__AIM OF THE TASK__:
Put the lines from the one containing "Thanks for the photo. Could you please mark the stair" through the end of the items below into a JSON list of strings, one string per line, leaving out blank lines.

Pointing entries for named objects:

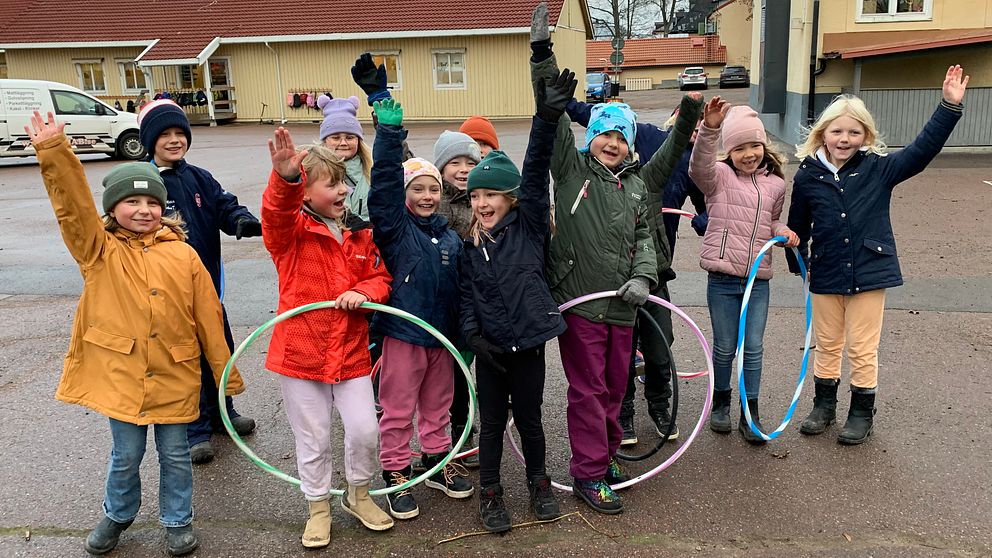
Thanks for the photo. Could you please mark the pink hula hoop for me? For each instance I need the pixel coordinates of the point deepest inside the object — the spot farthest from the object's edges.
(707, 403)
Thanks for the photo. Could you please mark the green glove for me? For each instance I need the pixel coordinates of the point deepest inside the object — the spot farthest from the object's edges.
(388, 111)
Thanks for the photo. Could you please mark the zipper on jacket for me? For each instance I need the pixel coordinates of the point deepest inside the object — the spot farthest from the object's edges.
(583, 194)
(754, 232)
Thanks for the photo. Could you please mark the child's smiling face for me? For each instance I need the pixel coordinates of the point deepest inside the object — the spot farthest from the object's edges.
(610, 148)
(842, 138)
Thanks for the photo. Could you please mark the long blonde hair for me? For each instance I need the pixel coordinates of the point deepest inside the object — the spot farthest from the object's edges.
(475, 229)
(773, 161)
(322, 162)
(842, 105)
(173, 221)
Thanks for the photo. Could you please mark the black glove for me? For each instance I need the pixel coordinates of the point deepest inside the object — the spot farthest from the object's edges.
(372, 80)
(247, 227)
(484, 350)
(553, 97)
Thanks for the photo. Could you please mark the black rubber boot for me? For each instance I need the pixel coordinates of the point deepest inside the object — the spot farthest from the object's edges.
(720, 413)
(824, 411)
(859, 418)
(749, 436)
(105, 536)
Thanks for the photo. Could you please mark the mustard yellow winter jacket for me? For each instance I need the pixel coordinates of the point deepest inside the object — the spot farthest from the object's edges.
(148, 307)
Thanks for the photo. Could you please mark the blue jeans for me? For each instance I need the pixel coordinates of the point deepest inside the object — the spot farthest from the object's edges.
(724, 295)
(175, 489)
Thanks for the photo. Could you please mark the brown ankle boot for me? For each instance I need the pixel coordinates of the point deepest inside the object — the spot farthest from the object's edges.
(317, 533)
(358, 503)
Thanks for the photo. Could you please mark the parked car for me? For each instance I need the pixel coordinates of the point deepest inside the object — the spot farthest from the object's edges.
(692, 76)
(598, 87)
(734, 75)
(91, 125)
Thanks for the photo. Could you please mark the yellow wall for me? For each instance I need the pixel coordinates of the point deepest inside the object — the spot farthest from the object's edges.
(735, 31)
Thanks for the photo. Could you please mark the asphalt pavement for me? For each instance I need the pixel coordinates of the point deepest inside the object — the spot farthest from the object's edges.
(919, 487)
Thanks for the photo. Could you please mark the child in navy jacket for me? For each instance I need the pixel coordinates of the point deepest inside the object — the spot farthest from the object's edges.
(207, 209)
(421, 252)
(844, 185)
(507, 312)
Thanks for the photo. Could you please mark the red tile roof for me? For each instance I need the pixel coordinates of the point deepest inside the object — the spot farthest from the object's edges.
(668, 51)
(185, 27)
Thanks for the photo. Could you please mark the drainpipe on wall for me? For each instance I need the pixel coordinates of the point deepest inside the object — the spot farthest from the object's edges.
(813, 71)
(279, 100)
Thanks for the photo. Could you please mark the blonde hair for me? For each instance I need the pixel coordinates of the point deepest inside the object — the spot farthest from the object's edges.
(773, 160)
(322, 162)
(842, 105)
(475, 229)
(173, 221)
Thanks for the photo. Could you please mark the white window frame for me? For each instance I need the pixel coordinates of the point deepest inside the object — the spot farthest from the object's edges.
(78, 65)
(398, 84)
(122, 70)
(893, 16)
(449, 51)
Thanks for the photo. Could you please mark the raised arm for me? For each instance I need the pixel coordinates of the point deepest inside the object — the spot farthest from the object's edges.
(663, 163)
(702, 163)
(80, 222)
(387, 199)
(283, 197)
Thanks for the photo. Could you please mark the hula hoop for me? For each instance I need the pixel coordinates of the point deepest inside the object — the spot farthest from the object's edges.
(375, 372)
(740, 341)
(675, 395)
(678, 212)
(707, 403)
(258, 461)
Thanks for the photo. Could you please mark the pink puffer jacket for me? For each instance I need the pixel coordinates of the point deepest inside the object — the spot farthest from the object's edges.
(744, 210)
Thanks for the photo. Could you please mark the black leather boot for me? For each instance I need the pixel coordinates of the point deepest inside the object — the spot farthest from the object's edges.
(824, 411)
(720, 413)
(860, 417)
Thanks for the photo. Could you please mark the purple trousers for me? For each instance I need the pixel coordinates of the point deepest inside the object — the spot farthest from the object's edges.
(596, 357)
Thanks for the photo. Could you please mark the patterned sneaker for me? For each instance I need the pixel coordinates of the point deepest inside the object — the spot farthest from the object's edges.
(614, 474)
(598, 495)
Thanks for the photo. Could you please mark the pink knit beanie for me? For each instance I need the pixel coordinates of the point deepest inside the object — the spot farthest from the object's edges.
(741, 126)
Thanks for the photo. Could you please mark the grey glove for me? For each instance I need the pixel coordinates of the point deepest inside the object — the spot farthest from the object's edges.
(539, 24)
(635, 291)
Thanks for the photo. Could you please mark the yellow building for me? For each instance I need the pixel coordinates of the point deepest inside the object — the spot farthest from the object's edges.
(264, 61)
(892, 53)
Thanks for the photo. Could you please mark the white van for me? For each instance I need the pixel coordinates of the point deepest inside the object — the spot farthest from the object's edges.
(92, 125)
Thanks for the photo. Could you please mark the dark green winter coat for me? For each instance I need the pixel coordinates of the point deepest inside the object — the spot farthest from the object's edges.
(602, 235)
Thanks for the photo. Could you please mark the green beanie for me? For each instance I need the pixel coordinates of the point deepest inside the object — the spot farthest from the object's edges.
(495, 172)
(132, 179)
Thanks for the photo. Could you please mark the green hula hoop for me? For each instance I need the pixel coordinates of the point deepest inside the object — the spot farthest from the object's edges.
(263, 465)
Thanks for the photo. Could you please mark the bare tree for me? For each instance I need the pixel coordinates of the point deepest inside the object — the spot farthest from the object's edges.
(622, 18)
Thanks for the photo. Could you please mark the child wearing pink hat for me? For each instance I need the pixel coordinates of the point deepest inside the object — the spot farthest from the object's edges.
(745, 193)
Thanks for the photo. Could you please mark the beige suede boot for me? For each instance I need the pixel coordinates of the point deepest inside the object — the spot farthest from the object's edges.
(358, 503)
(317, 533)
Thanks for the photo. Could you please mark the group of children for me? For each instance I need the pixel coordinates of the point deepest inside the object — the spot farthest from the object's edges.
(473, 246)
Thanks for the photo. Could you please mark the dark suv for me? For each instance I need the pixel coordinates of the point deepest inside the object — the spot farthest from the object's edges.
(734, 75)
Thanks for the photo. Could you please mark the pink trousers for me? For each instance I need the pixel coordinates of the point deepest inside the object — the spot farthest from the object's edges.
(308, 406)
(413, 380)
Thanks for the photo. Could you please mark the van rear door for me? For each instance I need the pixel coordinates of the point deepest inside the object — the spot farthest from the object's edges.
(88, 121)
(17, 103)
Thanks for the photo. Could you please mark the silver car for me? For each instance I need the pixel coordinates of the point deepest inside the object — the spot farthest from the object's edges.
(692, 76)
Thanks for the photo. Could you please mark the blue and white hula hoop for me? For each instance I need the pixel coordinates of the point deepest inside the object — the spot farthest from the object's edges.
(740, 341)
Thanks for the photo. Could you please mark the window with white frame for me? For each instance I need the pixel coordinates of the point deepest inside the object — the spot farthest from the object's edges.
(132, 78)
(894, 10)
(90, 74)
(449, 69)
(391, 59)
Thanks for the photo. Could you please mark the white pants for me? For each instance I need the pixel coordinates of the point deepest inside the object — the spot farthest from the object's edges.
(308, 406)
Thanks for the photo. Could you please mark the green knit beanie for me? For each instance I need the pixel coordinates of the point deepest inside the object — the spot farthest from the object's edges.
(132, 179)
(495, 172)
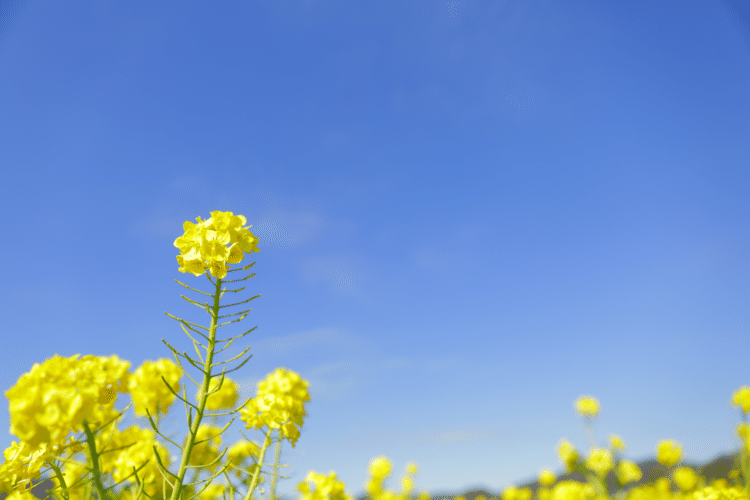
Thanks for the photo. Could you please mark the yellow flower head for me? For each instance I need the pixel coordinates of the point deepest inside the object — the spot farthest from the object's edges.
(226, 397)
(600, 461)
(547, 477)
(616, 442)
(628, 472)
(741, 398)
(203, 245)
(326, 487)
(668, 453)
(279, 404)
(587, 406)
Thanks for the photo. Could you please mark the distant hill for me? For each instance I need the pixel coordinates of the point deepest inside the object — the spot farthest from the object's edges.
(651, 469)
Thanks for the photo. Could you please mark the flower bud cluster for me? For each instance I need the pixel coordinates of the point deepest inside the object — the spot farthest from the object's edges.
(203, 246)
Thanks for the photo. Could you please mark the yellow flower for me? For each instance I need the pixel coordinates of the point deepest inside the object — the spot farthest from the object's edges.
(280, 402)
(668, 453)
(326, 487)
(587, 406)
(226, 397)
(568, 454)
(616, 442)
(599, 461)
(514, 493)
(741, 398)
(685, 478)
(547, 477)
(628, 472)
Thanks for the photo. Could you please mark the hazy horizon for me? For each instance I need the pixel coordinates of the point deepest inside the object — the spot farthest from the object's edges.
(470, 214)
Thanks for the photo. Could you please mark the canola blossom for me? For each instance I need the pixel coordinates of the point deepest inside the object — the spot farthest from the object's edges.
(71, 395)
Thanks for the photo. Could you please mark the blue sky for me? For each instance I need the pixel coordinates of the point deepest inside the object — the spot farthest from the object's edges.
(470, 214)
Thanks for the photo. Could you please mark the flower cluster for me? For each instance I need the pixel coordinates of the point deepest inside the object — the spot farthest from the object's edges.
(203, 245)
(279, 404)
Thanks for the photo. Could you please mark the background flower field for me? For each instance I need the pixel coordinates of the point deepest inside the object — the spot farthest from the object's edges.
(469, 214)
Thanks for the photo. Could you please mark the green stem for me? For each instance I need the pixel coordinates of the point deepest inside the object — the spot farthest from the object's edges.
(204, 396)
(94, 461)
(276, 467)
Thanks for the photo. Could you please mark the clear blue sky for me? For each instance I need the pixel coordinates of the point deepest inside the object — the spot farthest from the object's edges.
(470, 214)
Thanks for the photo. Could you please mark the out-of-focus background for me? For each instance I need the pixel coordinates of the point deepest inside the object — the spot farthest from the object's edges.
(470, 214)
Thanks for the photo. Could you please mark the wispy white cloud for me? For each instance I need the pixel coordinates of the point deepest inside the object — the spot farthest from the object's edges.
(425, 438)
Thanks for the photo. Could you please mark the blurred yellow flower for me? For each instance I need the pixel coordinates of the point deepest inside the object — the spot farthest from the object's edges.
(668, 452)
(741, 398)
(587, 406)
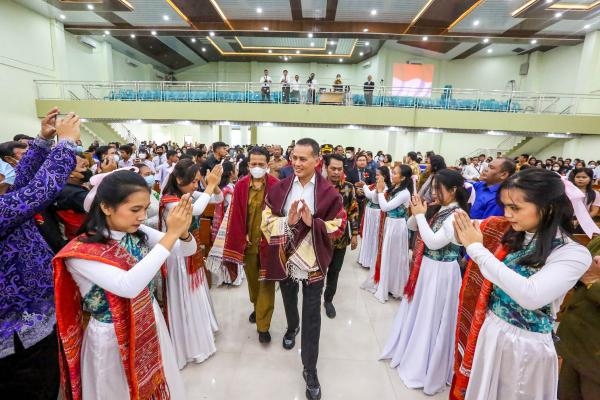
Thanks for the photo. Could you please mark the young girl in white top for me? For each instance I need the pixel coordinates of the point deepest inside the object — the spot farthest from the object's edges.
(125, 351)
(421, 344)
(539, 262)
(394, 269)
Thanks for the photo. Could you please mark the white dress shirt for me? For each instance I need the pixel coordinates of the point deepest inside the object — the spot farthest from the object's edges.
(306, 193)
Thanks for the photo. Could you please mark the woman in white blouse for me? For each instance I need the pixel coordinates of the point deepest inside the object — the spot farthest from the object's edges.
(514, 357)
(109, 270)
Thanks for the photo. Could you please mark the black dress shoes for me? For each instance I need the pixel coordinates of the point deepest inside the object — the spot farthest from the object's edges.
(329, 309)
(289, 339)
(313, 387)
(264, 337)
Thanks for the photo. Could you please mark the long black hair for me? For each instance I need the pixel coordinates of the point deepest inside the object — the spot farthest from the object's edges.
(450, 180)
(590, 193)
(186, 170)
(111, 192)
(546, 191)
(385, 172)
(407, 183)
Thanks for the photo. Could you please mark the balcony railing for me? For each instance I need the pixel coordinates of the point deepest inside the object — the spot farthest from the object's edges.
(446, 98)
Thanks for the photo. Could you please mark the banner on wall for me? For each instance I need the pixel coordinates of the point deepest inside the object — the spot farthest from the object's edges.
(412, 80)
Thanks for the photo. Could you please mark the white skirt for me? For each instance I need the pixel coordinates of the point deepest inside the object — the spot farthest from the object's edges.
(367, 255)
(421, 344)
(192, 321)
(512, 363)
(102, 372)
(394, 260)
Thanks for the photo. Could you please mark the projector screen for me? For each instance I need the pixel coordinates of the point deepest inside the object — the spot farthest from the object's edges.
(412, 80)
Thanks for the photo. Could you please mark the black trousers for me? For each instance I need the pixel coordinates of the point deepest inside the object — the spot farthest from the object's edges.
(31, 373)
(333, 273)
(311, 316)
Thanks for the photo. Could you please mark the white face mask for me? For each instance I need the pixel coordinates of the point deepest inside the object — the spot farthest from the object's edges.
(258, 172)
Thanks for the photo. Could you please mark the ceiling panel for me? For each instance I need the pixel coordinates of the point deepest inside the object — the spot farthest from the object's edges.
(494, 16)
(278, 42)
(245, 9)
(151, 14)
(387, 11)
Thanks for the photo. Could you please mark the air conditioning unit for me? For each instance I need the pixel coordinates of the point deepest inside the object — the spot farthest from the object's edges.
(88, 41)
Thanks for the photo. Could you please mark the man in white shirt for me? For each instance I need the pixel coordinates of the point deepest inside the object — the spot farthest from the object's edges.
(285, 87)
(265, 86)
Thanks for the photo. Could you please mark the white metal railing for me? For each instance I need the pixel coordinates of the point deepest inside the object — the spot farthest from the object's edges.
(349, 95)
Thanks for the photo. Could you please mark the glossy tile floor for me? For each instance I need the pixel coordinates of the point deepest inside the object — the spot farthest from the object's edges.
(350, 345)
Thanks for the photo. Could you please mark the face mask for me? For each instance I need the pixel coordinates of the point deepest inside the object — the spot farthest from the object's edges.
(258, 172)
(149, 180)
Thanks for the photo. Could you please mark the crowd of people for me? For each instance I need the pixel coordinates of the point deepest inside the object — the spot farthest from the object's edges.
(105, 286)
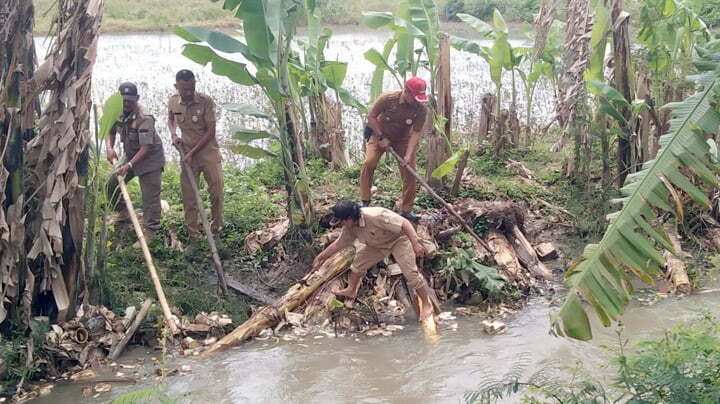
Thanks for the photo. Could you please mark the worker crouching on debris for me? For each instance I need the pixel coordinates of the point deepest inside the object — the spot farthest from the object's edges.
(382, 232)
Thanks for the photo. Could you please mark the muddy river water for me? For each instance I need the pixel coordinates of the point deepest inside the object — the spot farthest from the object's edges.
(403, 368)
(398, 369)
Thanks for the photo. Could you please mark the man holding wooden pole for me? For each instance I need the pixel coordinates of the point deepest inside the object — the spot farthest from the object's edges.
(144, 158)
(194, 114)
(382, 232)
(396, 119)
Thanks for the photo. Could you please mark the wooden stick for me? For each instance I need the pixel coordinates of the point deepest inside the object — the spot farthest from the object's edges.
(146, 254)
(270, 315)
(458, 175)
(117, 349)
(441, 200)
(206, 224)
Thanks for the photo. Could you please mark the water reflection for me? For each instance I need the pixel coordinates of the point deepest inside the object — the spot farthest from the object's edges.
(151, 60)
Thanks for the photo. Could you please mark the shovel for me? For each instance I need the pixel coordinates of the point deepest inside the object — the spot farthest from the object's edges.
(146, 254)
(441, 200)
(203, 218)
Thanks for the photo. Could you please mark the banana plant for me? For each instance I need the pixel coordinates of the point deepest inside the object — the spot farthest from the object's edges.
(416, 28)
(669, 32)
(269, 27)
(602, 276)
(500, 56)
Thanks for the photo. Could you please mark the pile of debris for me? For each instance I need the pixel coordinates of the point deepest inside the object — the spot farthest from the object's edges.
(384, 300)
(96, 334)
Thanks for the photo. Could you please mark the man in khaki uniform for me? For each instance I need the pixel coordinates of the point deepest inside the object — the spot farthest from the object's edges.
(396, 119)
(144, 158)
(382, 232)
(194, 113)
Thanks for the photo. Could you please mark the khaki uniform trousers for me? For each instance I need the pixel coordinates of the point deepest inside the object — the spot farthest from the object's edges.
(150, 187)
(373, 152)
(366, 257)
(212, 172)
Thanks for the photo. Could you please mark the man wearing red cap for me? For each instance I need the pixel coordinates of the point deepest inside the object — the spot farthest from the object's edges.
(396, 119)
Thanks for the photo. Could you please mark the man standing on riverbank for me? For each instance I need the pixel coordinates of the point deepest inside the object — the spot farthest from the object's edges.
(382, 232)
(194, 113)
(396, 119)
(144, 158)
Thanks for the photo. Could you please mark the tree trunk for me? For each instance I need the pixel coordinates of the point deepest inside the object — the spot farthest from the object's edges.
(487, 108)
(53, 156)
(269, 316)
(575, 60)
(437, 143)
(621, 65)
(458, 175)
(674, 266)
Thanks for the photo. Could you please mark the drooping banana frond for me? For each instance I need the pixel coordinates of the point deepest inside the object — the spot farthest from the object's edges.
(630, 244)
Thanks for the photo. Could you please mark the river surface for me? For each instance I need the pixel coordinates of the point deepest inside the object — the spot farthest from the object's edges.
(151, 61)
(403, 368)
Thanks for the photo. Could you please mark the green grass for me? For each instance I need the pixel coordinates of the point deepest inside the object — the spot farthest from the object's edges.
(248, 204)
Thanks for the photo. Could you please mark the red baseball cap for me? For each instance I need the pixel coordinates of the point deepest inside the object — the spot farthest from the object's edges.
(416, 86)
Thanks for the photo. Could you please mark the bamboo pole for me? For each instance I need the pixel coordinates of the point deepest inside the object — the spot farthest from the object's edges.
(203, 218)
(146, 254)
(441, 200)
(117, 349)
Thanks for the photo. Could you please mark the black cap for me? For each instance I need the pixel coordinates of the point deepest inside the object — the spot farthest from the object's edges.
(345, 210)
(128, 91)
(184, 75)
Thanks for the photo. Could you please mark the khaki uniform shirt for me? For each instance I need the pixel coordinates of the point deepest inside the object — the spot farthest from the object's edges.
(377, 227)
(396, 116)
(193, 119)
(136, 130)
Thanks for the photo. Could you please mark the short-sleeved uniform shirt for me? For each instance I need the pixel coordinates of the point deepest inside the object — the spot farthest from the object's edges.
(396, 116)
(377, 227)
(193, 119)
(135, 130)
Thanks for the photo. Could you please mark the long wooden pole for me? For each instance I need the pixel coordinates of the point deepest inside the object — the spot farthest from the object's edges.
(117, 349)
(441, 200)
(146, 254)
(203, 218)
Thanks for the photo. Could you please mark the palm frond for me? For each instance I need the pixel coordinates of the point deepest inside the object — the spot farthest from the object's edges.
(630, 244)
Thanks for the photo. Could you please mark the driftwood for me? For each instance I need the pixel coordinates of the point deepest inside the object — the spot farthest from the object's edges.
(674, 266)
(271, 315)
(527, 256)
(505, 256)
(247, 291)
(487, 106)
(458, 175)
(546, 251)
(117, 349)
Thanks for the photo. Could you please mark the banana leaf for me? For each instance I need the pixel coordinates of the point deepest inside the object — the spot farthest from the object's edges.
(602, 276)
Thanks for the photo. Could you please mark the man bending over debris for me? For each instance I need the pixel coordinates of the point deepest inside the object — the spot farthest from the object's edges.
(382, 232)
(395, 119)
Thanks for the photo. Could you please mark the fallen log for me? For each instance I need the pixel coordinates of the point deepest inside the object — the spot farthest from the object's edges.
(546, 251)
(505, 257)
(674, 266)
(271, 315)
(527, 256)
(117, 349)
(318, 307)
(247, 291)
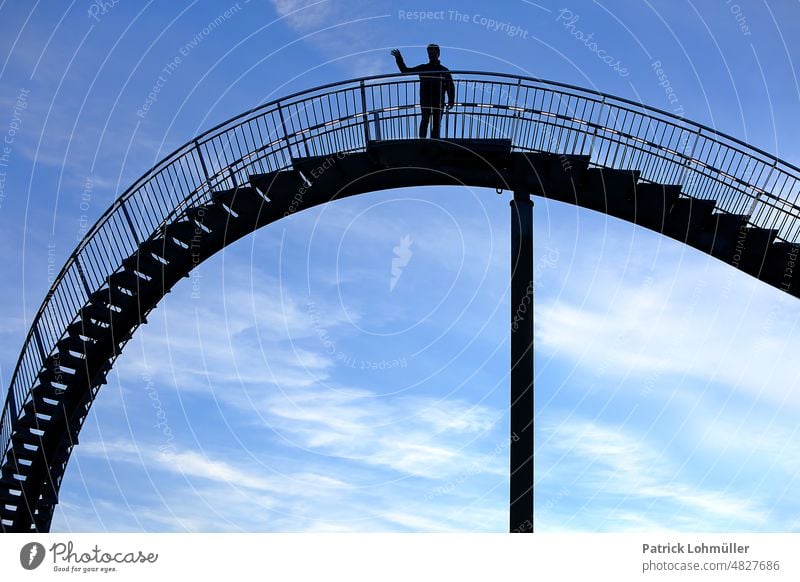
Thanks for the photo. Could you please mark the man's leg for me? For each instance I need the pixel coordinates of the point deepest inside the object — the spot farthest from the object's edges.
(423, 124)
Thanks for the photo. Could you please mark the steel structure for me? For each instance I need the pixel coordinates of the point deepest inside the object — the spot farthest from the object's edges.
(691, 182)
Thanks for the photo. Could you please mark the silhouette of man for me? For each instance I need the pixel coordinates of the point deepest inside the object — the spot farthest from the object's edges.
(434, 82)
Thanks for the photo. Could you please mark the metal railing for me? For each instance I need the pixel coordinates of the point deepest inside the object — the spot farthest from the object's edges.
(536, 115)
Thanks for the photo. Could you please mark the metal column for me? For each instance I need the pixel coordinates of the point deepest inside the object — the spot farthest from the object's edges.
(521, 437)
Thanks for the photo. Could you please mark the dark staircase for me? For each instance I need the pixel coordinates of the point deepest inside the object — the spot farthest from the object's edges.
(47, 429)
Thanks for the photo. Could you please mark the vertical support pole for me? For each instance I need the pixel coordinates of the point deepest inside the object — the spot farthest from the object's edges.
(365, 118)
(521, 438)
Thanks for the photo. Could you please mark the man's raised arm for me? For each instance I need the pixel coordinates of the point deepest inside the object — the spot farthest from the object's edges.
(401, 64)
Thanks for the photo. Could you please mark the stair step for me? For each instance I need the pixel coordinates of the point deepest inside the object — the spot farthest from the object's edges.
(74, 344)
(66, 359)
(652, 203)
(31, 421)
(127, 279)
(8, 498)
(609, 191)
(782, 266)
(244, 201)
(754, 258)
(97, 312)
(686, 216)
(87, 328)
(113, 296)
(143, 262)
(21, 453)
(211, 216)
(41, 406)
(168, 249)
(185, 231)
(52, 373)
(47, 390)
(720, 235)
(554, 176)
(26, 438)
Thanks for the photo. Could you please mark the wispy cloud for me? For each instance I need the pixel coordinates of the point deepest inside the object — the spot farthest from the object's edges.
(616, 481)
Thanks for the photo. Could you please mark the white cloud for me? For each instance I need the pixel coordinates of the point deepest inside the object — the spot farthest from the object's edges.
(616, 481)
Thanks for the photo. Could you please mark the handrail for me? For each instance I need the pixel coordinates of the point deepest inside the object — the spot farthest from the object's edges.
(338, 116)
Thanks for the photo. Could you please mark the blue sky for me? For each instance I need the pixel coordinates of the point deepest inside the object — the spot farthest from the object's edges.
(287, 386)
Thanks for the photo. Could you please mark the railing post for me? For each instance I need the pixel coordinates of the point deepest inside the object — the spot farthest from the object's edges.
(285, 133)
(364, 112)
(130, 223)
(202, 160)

__CORRECT RESULT__:
[
  "Thanks for the photo. Could you please mark the stair step for me? For each instance I need the pixel coordinates of the point deepest inside the object — the spot farthest from the object's edges.",
  "(74, 344)",
  "(66, 359)",
  "(652, 203)",
  "(31, 421)",
  "(127, 279)",
  "(8, 498)",
  "(609, 191)",
  "(782, 266)",
  "(244, 201)",
  "(754, 258)",
  "(97, 312)",
  "(686, 216)",
  "(87, 328)",
  "(113, 296)",
  "(143, 262)",
  "(21, 453)",
  "(211, 216)",
  "(41, 406)",
  "(168, 249)",
  "(185, 231)",
  "(52, 373)",
  "(47, 390)",
  "(720, 235)",
  "(554, 176)",
  "(26, 438)",
  "Thanks for the photo. Could you please mark the wispy cloud for me? For each instance I need the pixel coordinates of the point deepest inside the object — the spot farthest from the object's edges.",
  "(616, 481)",
  "Thanks for the photo. Could you please mark the white cloud for me? For each instance I need the pixel coordinates of the point deepest inside the object — the spot farthest from the object's edges.",
  "(616, 481)",
  "Thanks for the photo. Could you please mark the handrail for me? For each instance I need the pixel coordinates of the point deepest inside the object — the spot farthest from the object's edges.",
  "(338, 116)",
  "Thanks for the photo. Could you please mark the blue sky for me? For each instance I need the pixel coordinates of the point deepest inside the object — the spot farthest from the object's edges.",
  "(287, 386)",
  "Thanks for the photo. Could you please mark the railing post for me? For each instance I need the pixel coordinates of the point deepest inside the object — the spot farthest from the object's edges.",
  "(285, 133)",
  "(364, 112)",
  "(130, 223)",
  "(202, 160)"
]